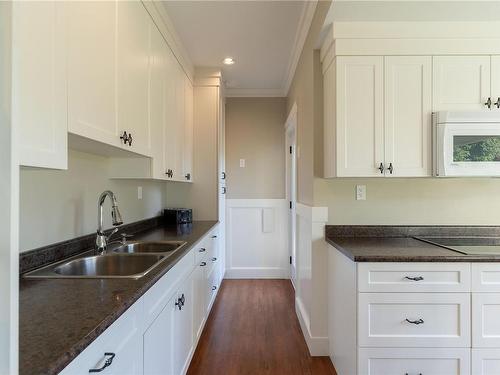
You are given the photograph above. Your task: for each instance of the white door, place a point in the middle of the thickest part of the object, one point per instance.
(133, 74)
(39, 86)
(291, 189)
(460, 82)
(158, 341)
(92, 110)
(183, 326)
(408, 111)
(495, 81)
(360, 117)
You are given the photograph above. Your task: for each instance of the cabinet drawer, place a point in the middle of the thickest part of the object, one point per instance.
(414, 320)
(486, 277)
(485, 361)
(486, 320)
(425, 361)
(158, 295)
(414, 277)
(123, 339)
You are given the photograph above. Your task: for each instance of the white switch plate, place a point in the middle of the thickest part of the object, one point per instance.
(360, 192)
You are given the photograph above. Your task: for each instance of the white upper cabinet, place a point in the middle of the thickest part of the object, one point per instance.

Task description. Rewrite all of the lines above, including the requests, and add 150 to both numbers in every point coordinate given as an answer. Leave the pictures out.

Output for this exercise.
You are given the photograph above. Your task: for each instance of the white door, place a point in the middle of the thickest part of the object, one point per instance.
(283, 224)
(189, 236)
(441, 339)
(610, 232)
(308, 491)
(242, 260)
(333, 476)
(558, 261)
(645, 231)
(510, 267)
You are given the photograph above. Your task: for each instance of the cabinet drawer, place a point in the middle of the thickest part of the object, one point per instance.
(564, 470)
(636, 427)
(635, 511)
(636, 470)
(575, 511)
(308, 445)
(564, 427)
(273, 489)
You are given the photograph above. Your task: for each instance of the white switch plate, place a point in the middle of the thickest part of the object, one point per instance.
(510, 342)
You are given the photograph above. Your task: for each instance of the white upper cabinet, place a point in the middle of the thickest part of the object, one point per instance.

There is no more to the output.